**Trecho para leitura:**
....

Entendidos no jogo do bicho, para dar e vender

O JOGO DO BICHO e a colônia judaica do Recife - Parte 5
Tema: ENTENDIDOS NO JOGO DO BICHO, PARA DAR E VENDER.Paulo Lisker, de Israel
Compadre Benjamin dizia ao compadre Samuel, nada mais fácil não é?
É só ir à banca do bicho de Vicentinho, ali na esquina do açougue da Rua Jiriquiti defronte da mercearia do senhor Lopes e cochichar o teu palpite do "bicho" e pronto, leva o teu recibo e não esquece, sem ele, caso tu ganhas não te pagarão nem um vintém.
Por que cochichar compadre Benjamin, agora que sei que não tem espia nenhum nos vigiando.
Tolo, tu confias nesta gente? O palpite é só teu, queres que toda gente te ouça e joguem como tu? O premio neste caso será tão pequeno que não vale a pena nem caminhar a pés pra chegar até a banca. Fica em casa é melhor!
Escuta "tipesh" (tolo em iídiche), somos filhos de um povo de profetas, o nosso palpite vale mais que ouro, pois os profetas sempre estão com um "pé na frente" de toda gente, imaginas não saber que bicho vai dar hoje de tarde ou amanhã? Então que diabo de filhos de profetas, somos nós.

....

**Itens extraídos:**
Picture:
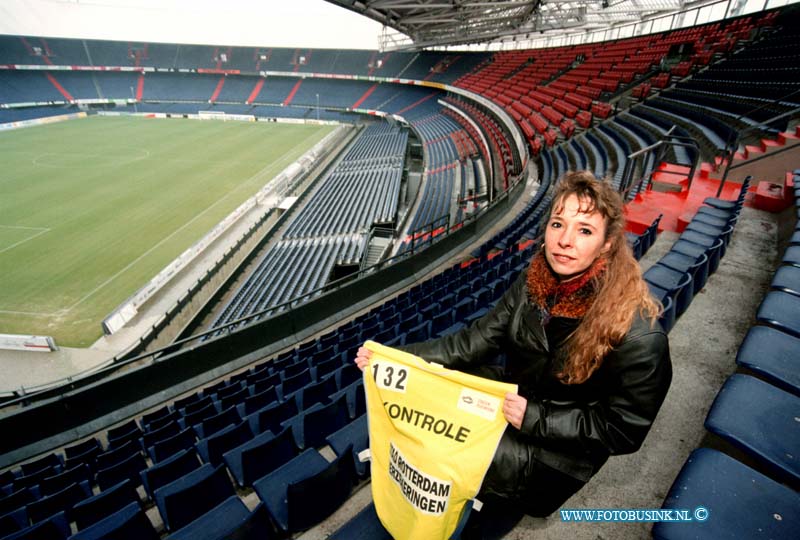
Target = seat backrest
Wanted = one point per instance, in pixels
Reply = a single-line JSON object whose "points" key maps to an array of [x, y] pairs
{"points": [[320, 423], [172, 468], [104, 504], [216, 423], [172, 445], [195, 498], [129, 522], [313, 499], [260, 460], [62, 500], [228, 439], [255, 526]]}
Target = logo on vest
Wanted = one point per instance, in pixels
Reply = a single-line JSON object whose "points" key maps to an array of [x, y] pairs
{"points": [[478, 403]]}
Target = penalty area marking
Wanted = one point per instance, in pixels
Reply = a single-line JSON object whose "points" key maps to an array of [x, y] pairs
{"points": [[38, 232]]}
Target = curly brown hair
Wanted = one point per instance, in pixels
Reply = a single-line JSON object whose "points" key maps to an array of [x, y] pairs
{"points": [[621, 290]]}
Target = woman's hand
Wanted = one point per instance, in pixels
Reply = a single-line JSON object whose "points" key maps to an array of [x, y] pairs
{"points": [[514, 409], [362, 357]]}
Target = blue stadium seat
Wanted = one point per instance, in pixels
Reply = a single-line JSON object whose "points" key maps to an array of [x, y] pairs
{"points": [[354, 437], [218, 422], [761, 420], [169, 470], [772, 354], [48, 461], [172, 445], [311, 426], [117, 454], [127, 469], [315, 393], [779, 309], [260, 456], [61, 501], [356, 399], [258, 401], [713, 252], [186, 499], [272, 416], [104, 504], [786, 279], [34, 478], [52, 484], [678, 285], [741, 502], [123, 433], [53, 528], [170, 429], [130, 523], [697, 268], [18, 499], [213, 448], [229, 519], [367, 526], [306, 490]]}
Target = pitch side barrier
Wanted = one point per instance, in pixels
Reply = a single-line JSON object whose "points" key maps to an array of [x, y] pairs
{"points": [[274, 190], [41, 422]]}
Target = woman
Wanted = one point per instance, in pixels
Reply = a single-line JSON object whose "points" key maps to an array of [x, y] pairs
{"points": [[580, 337]]}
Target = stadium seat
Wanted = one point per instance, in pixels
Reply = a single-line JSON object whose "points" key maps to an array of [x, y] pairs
{"points": [[172, 445], [258, 400], [354, 437], [761, 420], [773, 355], [741, 502], [260, 456], [306, 490], [272, 416], [186, 499], [213, 448], [130, 523], [50, 460], [665, 282], [127, 469], [229, 519], [169, 470], [53, 528], [104, 504], [61, 501], [779, 309], [52, 484], [311, 426], [218, 422]]}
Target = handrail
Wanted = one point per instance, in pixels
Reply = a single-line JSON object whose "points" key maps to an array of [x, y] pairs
{"points": [[736, 137]]}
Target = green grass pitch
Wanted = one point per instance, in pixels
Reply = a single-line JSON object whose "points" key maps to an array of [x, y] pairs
{"points": [[91, 209]]}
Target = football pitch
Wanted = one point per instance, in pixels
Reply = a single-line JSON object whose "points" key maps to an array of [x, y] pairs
{"points": [[92, 209]]}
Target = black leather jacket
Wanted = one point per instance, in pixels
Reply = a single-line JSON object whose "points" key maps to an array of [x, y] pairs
{"points": [[571, 428]]}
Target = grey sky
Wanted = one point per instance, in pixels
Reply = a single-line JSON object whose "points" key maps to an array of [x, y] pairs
{"points": [[277, 23]]}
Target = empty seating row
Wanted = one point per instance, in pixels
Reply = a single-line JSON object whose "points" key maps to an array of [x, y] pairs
{"points": [[755, 492], [682, 272]]}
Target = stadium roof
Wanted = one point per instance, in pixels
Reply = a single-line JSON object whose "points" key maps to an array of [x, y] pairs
{"points": [[430, 23]]}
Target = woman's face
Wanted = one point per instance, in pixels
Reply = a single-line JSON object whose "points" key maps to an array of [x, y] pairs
{"points": [[574, 238]]}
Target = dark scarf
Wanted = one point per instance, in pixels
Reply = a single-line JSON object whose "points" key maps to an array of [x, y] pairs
{"points": [[570, 299]]}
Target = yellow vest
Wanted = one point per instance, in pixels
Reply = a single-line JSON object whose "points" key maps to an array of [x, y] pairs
{"points": [[432, 433]]}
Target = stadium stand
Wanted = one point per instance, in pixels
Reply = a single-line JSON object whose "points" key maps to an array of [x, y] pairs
{"points": [[255, 427]]}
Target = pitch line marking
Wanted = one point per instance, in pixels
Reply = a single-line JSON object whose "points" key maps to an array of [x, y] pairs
{"points": [[42, 230]]}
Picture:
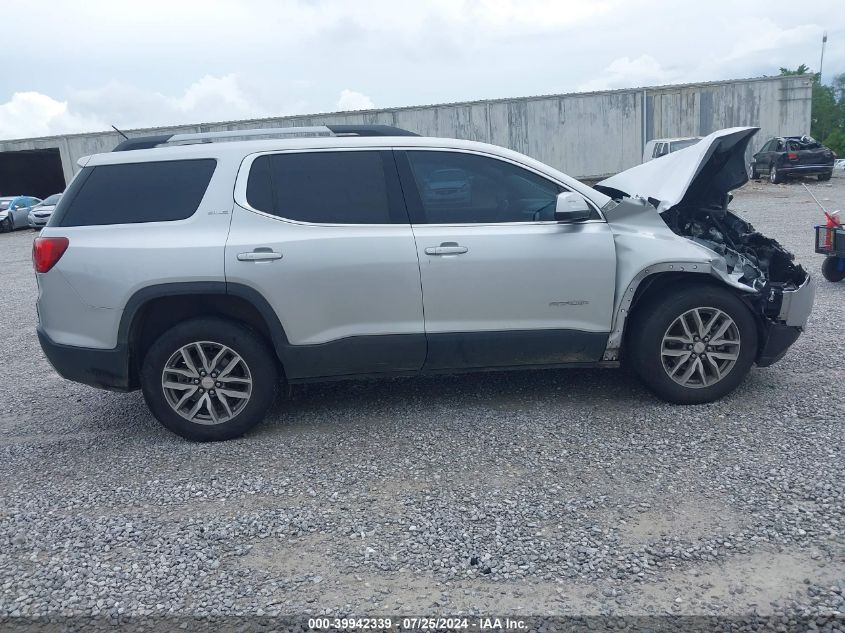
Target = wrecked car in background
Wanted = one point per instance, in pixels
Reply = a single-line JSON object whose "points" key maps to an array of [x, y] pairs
{"points": [[785, 156]]}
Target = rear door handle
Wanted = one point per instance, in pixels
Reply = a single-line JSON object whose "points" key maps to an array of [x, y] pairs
{"points": [[446, 248], [259, 256]]}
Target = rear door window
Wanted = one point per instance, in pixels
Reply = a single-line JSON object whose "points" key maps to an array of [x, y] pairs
{"points": [[346, 187], [463, 188], [130, 193]]}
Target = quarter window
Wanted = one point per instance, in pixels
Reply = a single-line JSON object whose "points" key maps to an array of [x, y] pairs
{"points": [[321, 187], [459, 188], [135, 192]]}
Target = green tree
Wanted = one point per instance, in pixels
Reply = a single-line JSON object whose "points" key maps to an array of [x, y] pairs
{"points": [[803, 69], [828, 108]]}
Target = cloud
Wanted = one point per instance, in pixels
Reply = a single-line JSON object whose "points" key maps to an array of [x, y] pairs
{"points": [[209, 99], [625, 72], [29, 114], [352, 100]]}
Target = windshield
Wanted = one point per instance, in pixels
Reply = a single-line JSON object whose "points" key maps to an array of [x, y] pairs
{"points": [[676, 145]]}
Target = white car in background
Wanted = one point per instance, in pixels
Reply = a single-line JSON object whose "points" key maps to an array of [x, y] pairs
{"points": [[40, 213], [662, 146]]}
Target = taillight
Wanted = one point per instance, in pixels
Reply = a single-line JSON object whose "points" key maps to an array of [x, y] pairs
{"points": [[46, 251]]}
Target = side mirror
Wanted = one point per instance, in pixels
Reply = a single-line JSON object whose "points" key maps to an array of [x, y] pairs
{"points": [[571, 207]]}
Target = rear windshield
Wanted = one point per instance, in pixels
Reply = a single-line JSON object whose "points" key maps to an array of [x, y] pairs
{"points": [[136, 192], [676, 145]]}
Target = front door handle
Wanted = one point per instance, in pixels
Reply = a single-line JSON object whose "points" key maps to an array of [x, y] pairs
{"points": [[259, 255], [446, 248]]}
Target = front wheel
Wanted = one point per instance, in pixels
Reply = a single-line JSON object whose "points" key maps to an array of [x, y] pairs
{"points": [[209, 379], [693, 346], [833, 268]]}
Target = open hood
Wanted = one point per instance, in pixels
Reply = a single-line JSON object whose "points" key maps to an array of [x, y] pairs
{"points": [[702, 174]]}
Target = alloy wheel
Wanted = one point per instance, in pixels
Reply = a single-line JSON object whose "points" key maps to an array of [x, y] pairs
{"points": [[206, 382], [700, 347]]}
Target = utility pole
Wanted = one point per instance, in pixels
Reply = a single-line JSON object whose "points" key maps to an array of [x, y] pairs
{"points": [[821, 61]]}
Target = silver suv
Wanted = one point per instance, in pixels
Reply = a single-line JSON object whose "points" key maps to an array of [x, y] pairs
{"points": [[206, 272]]}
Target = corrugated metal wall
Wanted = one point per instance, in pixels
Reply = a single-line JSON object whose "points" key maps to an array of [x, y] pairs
{"points": [[585, 135]]}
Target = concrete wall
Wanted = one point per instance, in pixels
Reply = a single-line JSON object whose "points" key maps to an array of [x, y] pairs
{"points": [[585, 135]]}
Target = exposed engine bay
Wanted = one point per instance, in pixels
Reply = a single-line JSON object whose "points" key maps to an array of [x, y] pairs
{"points": [[759, 261]]}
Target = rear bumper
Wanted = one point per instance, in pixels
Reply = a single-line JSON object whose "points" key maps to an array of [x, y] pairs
{"points": [[102, 368], [806, 169]]}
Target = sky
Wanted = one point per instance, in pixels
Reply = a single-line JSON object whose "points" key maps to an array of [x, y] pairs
{"points": [[85, 65]]}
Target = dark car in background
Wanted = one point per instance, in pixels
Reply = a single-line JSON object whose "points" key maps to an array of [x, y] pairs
{"points": [[785, 156]]}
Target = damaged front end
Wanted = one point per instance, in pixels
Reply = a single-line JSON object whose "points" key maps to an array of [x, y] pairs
{"points": [[783, 296], [690, 189]]}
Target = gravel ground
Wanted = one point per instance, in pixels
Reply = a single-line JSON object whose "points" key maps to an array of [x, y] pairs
{"points": [[556, 492]]}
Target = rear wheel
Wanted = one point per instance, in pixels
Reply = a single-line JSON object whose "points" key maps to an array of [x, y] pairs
{"points": [[693, 346], [833, 268], [209, 379]]}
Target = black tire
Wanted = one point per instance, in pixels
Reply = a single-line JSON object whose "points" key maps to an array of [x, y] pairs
{"points": [[255, 353], [830, 270], [652, 321]]}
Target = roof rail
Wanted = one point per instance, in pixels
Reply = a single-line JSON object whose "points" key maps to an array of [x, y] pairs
{"points": [[147, 142]]}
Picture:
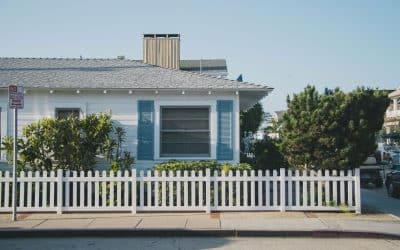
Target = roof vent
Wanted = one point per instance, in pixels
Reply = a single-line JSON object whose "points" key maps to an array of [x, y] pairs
{"points": [[162, 50]]}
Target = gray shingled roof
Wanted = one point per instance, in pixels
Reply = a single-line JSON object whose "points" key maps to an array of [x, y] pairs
{"points": [[108, 74]]}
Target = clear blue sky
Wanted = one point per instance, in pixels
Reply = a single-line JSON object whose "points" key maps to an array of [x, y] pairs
{"points": [[283, 44]]}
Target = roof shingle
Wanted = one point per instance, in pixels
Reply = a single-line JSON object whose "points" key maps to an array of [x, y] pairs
{"points": [[108, 74]]}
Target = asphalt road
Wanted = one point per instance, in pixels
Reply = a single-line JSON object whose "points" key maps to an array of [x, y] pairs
{"points": [[197, 243], [377, 200]]}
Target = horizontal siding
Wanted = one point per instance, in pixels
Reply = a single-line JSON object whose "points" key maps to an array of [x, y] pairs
{"points": [[123, 107]]}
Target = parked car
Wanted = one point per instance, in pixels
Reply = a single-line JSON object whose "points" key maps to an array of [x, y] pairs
{"points": [[371, 175], [393, 182]]}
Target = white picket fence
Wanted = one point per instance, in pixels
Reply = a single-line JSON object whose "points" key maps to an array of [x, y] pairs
{"points": [[67, 191]]}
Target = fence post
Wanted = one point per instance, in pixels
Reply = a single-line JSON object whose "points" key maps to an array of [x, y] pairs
{"points": [[134, 193], [59, 190], [357, 190], [283, 189], [208, 191]]}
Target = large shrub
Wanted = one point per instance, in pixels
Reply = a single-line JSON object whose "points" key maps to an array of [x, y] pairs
{"points": [[70, 143], [333, 129], [199, 166]]}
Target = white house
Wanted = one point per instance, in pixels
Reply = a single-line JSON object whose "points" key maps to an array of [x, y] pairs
{"points": [[167, 113]]}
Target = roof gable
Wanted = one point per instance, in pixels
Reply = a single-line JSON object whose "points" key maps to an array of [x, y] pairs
{"points": [[107, 74]]}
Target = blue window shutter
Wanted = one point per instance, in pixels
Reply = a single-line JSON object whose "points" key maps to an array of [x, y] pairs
{"points": [[225, 136], [145, 148]]}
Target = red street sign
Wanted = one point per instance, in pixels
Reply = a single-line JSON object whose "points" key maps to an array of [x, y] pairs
{"points": [[16, 97]]}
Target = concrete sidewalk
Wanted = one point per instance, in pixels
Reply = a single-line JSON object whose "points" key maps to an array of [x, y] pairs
{"points": [[192, 224]]}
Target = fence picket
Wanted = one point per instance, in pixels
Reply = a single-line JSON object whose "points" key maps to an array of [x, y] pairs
{"points": [[275, 188], [141, 188], [171, 188], [67, 187], [252, 189], [238, 196], [297, 174], [267, 189], [327, 188], [75, 190], [305, 189], [245, 184], [89, 189], [223, 189], [349, 189], [103, 190], [312, 189], [185, 189], [216, 189], [126, 188], [111, 183], [7, 189], [119, 189], [82, 190], [44, 186], [259, 189], [96, 189], [178, 189], [230, 184], [156, 190], [342, 198], [319, 190], [334, 191], [21, 189], [239, 190], [290, 189], [200, 194], [193, 189], [149, 191], [1, 188], [163, 190]]}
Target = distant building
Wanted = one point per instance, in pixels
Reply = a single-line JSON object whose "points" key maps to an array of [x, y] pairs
{"points": [[392, 116]]}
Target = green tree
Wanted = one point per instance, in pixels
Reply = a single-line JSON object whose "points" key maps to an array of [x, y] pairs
{"points": [[333, 129], [70, 143], [268, 155]]}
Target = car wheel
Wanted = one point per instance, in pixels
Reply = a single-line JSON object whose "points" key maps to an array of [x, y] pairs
{"points": [[390, 190]]}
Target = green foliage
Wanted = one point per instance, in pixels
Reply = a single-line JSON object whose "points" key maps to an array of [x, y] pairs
{"points": [[118, 160], [70, 143], [199, 166], [333, 129], [268, 155]]}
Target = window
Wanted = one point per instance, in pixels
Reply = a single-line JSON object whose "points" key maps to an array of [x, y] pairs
{"points": [[65, 112], [185, 132]]}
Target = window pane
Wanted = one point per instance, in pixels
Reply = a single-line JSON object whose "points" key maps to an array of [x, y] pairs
{"points": [[183, 137], [185, 132], [185, 149], [64, 113], [185, 124], [185, 113]]}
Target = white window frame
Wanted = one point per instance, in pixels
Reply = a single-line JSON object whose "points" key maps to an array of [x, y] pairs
{"points": [[212, 121], [68, 108], [184, 107]]}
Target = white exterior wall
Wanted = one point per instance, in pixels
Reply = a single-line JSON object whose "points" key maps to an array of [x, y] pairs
{"points": [[123, 107]]}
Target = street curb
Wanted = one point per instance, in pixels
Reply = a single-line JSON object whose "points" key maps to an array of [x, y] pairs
{"points": [[40, 233]]}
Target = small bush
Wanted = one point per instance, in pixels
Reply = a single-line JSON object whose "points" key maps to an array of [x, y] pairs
{"points": [[199, 166]]}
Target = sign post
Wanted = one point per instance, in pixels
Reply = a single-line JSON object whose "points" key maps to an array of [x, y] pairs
{"points": [[15, 101]]}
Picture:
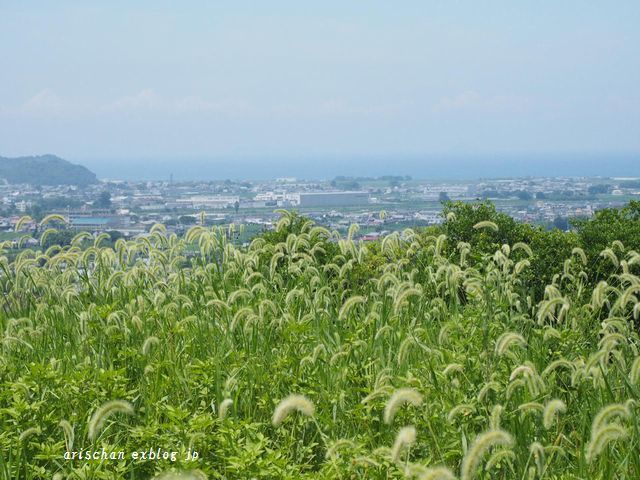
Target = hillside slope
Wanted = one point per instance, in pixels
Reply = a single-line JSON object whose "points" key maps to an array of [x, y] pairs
{"points": [[44, 170]]}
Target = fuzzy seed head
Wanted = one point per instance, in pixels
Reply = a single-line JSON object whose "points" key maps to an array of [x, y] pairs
{"points": [[405, 438], [104, 412], [398, 399], [479, 448], [290, 404], [552, 408]]}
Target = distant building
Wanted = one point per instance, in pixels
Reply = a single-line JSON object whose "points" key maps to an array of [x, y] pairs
{"points": [[333, 199], [98, 221], [208, 201]]}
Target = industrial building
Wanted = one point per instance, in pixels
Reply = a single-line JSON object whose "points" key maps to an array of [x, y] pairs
{"points": [[333, 199]]}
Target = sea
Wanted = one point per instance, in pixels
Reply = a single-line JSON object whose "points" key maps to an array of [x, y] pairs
{"points": [[325, 167]]}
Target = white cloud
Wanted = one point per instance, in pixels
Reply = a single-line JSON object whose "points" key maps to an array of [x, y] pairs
{"points": [[148, 100], [145, 100], [473, 101]]}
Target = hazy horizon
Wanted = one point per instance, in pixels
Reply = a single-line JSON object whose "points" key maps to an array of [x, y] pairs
{"points": [[118, 81], [437, 167]]}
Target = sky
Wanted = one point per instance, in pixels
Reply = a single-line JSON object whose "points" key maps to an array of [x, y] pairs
{"points": [[117, 81]]}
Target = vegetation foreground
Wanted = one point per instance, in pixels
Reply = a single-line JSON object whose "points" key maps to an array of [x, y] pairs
{"points": [[434, 355]]}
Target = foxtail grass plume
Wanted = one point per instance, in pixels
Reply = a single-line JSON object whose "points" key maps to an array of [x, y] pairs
{"points": [[405, 438], [224, 408], [398, 399], [105, 411], [552, 408], [479, 448], [290, 404], [603, 437]]}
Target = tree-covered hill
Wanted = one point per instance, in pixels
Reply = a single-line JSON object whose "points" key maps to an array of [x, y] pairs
{"points": [[44, 170]]}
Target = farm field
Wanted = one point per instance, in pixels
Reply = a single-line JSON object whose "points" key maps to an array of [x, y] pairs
{"points": [[435, 354]]}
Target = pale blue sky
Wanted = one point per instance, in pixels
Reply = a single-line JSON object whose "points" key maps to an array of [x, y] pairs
{"points": [[102, 80]]}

....

**Instruções:**
1: Segundo o trecho, onde fica a banca do bicho de Vicentinho?
2: Reproduza a parte do trecho que começa em "Tolo, tu confias" e termina em "profetas, somos nós.".
Os itens não têm qualquer relação com o trecho.

**Respostas das tarefas:**
1: Na esquina do açougue da Rua Jiriquiti, defronte da mercearia do senhor Lopes.

2:
Tolo, tu confias nesta gente? O palpite é só teu, queres que toda gente te ouça e joguem como tu? O premio neste caso será tão pequeno que não vale a pena nem caminhar a pés pra chegar até a banca. Fica em casa é melhor!
Escuta "tipesh" (tolo em iídiche), somos filhos de um povo de profetas, o nosso palpite vale mais que ouro, pois os profetas sempre estão com um "pé na frente" de toda gente, imaginas não saber que bicho vai dar hoje de tarde ou amanhã? Então que diabo de filhos de profetas, somos nós.